_Exercise task_
Reproduce word for word the passage of the colloquium text below that begins with the words containing "1. Experimental and" and ends with "rogue wave formation.".

_Extract_
Colloquium

In 1859 Bernhard Riemann published a groundbreaking paper in which he introduced the zeta function that came to bear his name. But some of Riemann's most important results had been discovered more than a hundred years earlier by Leonhard Euler, who was known to his peers as "analysis incarnate". 

This talk will showcase three amazing results Euler uncovered about the zeta function: his solution to the "Basel problem", the "Euler product" formula, and the functional equation. Euler's arguments are accessible to any student of calculus, but their brilliance and elegance have moved readers across the centuries. As William Dunham wrote, "No mathematician should go through a career without meeting Euler face to face."

January 26, 2024
Annalisa Calini, CofC
The Effects of Viscosity on the Linear Stability of Stokes Waves, Downshifting, and Rogue Wave Generation

This joint work with Connie Schober (UCF) and our undergraduate students Lane Ellisor and Evelyn Smith focuses on rogue wave formation in realistic models of waves dynamics in deep water. Rogue waves are high amplitude waves that appear suddenly and unexpectedly, then disappearing without a trace in a variety of water conditions: deep and shallow water, calm and wind-swept seas, and with or without currents. 

We investigate a higher-order nonlinear Schrödinger (NLS) equation recently proposed as a model of the dynamics of deep water waves in the presence of linear damping and weak viscosity, and address two interesting phenomena:

1. Experimental and numerical observation indicate how damping and viscous effects can, under certain conditions, increase rogue wave activity.
2. Small perturbations of unstable Stokes waves (single-frequency waves) in NLS models typically result in waves of greater amplitude that recur in time. When the steepness of the wave is large enough, energy is permanently transferred from the carrier wave to lower "sidebands" modes. This is known as permanent downshifting, a phenomenon that usually inhibits rogue wave formation.

(Point annotation dataset records)
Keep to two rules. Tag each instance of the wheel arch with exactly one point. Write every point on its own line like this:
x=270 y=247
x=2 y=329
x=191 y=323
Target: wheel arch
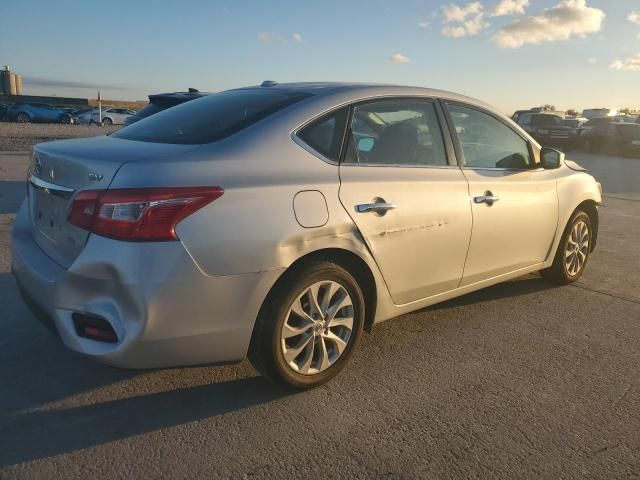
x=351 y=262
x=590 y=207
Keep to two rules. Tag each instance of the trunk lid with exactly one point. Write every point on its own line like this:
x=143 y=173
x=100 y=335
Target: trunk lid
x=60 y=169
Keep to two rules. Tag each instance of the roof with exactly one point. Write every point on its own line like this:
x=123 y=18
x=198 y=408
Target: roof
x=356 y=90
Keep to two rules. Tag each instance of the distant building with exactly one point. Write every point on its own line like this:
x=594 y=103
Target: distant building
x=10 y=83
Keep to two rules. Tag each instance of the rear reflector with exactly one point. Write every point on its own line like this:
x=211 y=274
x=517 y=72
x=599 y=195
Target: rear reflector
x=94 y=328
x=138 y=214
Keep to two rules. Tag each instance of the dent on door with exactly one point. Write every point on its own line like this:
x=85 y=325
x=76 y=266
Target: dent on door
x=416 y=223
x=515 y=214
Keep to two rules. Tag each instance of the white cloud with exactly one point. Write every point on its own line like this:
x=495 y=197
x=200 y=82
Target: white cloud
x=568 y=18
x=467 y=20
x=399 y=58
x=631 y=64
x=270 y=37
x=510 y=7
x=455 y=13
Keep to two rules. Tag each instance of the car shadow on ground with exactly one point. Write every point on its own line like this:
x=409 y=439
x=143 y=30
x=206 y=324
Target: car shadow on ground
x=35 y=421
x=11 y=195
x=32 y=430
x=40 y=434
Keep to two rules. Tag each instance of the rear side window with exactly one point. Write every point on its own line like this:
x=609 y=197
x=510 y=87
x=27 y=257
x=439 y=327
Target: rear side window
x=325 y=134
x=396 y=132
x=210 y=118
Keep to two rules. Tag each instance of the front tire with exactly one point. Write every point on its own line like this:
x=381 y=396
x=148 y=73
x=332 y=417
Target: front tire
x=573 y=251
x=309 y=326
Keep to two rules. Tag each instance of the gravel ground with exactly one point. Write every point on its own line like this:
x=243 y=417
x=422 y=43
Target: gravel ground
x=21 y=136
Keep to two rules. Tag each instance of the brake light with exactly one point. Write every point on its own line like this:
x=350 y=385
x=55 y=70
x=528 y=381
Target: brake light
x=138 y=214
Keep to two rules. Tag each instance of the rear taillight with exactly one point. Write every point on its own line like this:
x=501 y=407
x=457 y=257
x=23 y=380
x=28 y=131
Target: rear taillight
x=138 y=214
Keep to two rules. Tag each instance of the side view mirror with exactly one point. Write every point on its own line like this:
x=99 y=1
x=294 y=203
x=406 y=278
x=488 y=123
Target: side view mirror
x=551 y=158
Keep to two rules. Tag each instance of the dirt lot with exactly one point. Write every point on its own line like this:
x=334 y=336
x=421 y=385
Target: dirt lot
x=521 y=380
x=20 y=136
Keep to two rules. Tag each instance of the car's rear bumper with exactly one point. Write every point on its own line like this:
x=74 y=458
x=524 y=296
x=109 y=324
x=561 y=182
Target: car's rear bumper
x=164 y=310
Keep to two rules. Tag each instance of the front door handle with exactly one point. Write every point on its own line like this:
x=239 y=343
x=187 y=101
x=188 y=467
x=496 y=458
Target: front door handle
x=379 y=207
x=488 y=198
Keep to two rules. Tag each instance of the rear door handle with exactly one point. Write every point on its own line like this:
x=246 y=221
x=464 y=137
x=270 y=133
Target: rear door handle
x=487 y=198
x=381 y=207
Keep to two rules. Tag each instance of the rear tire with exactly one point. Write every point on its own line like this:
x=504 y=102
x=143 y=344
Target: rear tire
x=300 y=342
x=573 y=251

_Written solution_
1. Experimental and numerical observation indicate how damping and viscous effects can, under certain conditions, increase rogue wave activity.
2. Small perturbations of unstable Stokes waves (single-frequency waves) in NLS models typically result in waves of greater amplitude that recur in time. When the steepness of the wave is large enough, energy is permanently transferred from the carrier wave to lower "sidebands" modes. This is known as permanent downshifting, a phenomenon that usually inhibits rogue wave formation.